■ **Resumo**: Reescreva, sem omitir nenhuma linha, tudo desde a linha que contém "find the dome" até o fim das entradas, inclusive. Desloque em 5 cada coordenada das caixas delimitadoras dadas como resposta, deixando o restante do texto inalterado.

■ **Listagem de dados**:
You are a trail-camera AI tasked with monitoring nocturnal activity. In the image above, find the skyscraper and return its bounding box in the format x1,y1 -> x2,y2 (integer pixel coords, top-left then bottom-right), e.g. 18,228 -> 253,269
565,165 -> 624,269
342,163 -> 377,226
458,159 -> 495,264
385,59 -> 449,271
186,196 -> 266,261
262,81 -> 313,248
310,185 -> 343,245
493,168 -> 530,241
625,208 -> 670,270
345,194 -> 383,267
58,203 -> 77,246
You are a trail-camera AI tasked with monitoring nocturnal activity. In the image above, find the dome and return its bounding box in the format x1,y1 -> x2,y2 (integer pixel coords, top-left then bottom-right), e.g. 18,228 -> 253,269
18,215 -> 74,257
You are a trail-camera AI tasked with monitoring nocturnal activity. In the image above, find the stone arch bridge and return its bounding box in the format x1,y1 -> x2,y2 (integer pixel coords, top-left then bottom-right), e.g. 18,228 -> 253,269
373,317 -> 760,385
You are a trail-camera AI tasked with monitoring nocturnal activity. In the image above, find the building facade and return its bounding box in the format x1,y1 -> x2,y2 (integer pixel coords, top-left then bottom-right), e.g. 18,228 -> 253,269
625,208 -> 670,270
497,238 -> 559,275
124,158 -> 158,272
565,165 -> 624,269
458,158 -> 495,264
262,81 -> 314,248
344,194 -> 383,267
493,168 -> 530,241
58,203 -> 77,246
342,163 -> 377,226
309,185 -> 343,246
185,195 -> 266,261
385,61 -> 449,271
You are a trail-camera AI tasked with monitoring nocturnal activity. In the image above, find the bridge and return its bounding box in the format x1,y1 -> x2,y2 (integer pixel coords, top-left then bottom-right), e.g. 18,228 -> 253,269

■ **Resposta**:
You are a trail-camera AI tasked with monitoring nocturnal activity. In the image above, find the dome and return its bounding box in the format x1,y1 -> x2,y2 (integer pixel coords, top-left then bottom-right), e.g. 18,228 -> 253,269
23,220 -> 79,262
You are a trail-camera AI tasked with monitoring nocturnal activity. In the image above, find the stone arch bridge and return its bounding box in the format x1,y1 -> x2,y2 (integer pixel coords, top-left then bottom-right), e.g. 18,228 -> 253,269
378,322 -> 765,390
You are a trail-camera AI tasked with monitoring nocturnal activity. In the image above, find the building facade and return its bounding box in the format x1,y1 -> x2,y2 (integer pixel coords, top-left then bottom-right), e.g. 18,228 -> 253,269
630,213 -> 675,275
502,243 -> 564,280
129,163 -> 163,277
570,170 -> 629,274
463,163 -> 500,269
267,86 -> 319,253
349,199 -> 388,272
498,173 -> 535,246
63,208 -> 82,251
347,168 -> 382,231
314,190 -> 348,251
190,200 -> 271,266
390,66 -> 454,276
You are a trail-camera AI tasked with monitoring nocturnal activity. In the image above, find the bridge and return its bounding box in the format x1,y1 -> x2,y2 (integer pixel coords, top-left then bottom-right), e.g. 18,228 -> 253,269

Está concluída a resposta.